SHORT EXERCISE
Return the passage on reiserfs directory filenames in full, word for word and without any changes.

PASSAGE
· · · · · · ·
The filenames are not zero-terminated, you must calculate the filename size yourself. The first filename begins at the offset deh_location of the first reiserfs_de_head, and ends at the end of the item data. The second filename begins at the offset deh_location of its de_head, and ends at the deh_location of the first de_head, and so on. To find out how many reiserfs_de_head entries there are you have to enumerate all headers, until the start of the header is equal to the last known deh_location.

If that sounds confusing at first, here is a sample code that takes a directory item on the disk and dumps its filenames:

// given: 
// SIZE_OF_BLOCK size of the item on disk.
// DATA_OF_BLOCK data of the directory item on disk. You should allocate one 
// byte more and make sure the buffer is zero-terminated for the code below to work.

int dh_offset = 0; // offset in the file
int dh_strpos = SIZE_OF_BLOCK; // size 

while( dh_offset < dh_strpos )
· · · · · · ·
[Location identification items]
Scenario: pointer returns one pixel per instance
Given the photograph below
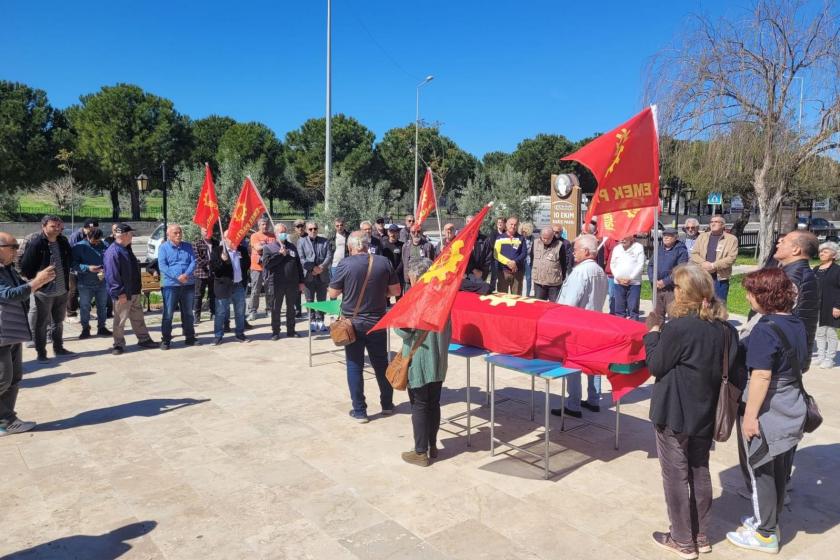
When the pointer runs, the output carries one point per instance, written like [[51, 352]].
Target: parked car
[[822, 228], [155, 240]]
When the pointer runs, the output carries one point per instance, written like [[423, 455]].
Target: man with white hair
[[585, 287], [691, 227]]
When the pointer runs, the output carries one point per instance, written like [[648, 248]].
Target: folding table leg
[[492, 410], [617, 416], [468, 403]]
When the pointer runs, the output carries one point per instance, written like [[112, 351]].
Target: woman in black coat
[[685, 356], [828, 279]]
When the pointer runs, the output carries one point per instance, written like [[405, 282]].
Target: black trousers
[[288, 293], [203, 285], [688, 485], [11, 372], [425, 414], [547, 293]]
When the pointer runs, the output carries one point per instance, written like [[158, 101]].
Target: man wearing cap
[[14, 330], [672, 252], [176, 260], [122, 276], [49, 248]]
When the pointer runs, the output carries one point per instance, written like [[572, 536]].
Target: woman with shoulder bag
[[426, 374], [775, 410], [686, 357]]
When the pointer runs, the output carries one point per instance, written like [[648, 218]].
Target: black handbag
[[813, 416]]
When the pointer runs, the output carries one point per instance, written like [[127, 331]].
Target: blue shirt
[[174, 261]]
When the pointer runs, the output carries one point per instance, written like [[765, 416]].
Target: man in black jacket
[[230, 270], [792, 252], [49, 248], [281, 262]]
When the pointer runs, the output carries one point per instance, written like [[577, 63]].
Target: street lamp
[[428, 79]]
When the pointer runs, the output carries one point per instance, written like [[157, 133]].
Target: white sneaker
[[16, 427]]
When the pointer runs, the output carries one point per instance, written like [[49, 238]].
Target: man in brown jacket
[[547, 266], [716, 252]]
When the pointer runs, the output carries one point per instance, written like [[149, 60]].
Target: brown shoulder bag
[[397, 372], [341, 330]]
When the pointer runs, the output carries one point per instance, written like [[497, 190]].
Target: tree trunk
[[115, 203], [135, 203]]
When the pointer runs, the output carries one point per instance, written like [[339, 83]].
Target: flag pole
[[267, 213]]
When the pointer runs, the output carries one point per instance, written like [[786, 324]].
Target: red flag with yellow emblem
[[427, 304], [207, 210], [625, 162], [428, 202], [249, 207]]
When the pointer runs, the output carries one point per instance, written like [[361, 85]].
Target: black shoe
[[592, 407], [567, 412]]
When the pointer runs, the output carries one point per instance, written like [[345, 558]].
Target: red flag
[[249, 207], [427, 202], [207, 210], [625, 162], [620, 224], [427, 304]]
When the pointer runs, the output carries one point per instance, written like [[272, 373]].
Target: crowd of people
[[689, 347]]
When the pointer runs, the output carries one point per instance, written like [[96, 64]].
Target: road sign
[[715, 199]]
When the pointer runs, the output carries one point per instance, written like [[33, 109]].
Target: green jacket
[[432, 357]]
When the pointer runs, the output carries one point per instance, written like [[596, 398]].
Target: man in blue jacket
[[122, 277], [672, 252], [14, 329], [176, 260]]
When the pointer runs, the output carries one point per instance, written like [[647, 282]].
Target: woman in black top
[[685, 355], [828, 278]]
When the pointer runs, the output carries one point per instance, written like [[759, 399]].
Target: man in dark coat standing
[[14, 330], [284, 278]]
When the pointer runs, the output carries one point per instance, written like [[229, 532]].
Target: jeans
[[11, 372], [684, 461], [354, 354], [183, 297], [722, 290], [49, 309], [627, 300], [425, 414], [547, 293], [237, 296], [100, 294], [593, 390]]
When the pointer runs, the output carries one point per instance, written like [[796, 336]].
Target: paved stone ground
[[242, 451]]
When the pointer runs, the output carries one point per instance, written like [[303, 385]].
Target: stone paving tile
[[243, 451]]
· · · · · · ·
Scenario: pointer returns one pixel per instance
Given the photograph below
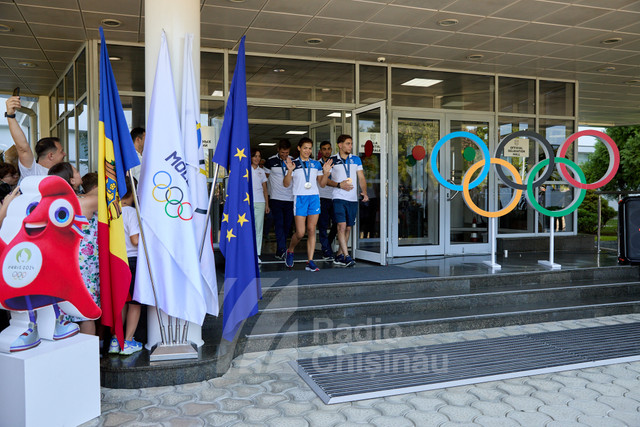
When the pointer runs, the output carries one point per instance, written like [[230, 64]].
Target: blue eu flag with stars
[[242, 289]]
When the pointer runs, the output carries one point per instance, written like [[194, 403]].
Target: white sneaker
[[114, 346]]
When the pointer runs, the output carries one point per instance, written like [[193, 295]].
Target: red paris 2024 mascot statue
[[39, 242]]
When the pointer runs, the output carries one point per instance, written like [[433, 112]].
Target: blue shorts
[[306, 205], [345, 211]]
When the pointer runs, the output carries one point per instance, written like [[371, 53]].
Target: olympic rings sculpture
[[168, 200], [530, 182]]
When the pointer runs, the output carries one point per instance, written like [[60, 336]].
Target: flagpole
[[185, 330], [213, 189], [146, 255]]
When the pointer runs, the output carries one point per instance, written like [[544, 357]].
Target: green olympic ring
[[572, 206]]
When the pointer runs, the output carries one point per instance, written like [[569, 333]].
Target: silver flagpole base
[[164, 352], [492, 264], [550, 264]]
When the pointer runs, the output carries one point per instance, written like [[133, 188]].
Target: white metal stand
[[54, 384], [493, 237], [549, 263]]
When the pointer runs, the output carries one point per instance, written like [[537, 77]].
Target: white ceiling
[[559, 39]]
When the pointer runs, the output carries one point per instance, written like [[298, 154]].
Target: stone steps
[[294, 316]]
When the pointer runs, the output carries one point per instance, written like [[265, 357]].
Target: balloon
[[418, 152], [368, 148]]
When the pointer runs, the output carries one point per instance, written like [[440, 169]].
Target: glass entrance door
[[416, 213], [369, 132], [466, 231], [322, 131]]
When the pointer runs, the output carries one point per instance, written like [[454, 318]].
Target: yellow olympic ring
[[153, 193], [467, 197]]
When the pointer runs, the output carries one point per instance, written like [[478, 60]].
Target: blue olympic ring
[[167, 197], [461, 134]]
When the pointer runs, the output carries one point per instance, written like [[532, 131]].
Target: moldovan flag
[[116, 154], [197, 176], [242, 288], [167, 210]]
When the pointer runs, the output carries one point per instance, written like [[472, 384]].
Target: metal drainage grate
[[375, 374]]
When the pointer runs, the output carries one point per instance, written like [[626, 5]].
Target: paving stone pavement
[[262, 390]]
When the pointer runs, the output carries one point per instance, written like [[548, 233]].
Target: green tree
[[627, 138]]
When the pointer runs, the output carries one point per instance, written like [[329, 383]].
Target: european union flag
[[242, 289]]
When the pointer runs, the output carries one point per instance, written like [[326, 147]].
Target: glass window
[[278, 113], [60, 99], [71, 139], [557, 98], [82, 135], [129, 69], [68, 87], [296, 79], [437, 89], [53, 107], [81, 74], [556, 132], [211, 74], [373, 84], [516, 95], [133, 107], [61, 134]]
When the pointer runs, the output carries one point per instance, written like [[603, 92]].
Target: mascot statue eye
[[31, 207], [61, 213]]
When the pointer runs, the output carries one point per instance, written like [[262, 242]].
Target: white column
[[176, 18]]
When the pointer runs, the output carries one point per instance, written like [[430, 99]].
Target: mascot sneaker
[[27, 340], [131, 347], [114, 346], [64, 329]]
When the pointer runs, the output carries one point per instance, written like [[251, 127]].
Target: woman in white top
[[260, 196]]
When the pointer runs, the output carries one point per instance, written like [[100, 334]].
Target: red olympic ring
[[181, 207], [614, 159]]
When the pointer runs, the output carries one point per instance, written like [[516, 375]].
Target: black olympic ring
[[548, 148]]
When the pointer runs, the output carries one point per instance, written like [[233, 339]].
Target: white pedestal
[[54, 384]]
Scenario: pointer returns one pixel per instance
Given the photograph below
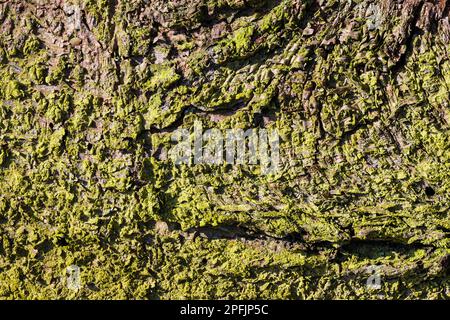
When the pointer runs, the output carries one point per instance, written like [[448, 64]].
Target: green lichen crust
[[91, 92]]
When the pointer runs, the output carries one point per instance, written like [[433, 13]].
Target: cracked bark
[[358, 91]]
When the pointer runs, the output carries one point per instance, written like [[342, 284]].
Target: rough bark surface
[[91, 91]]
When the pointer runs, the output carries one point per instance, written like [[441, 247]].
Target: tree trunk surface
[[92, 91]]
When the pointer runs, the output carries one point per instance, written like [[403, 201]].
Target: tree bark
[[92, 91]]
· · · · · · ·
TASK SOLUTION
The filenames are not zero-terminated, you must calculate the filename size yourself. The first filename begins at the offset deh_location of the first reiserfs_de_head, and ends at the end of the item data. The second filename begins at the offset deh_location of its de_head, and ends at the deh_location of the first de_head, and so on. To find out how many reiserfs_de_head entries there are you have to enumerate all headers, until the start of the header is equal to the last known deh_location.

If that sounds confusing at first, here is a sample code that takes a directory item on the disk and dumps its filenames:

// given: 
// SIZE_OF_BLOCK size of the item on disk.
// DATA_OF_BLOCK data of the directory item on disk. You should allocate one 
// byte more and make sure the buffer is zero-terminated for the code below to work.

int dh_offset = 0; // offset in the file
int dh_strpos = SIZE_OF_BLOCK; // size 

while( dh_offset < dh_strpos )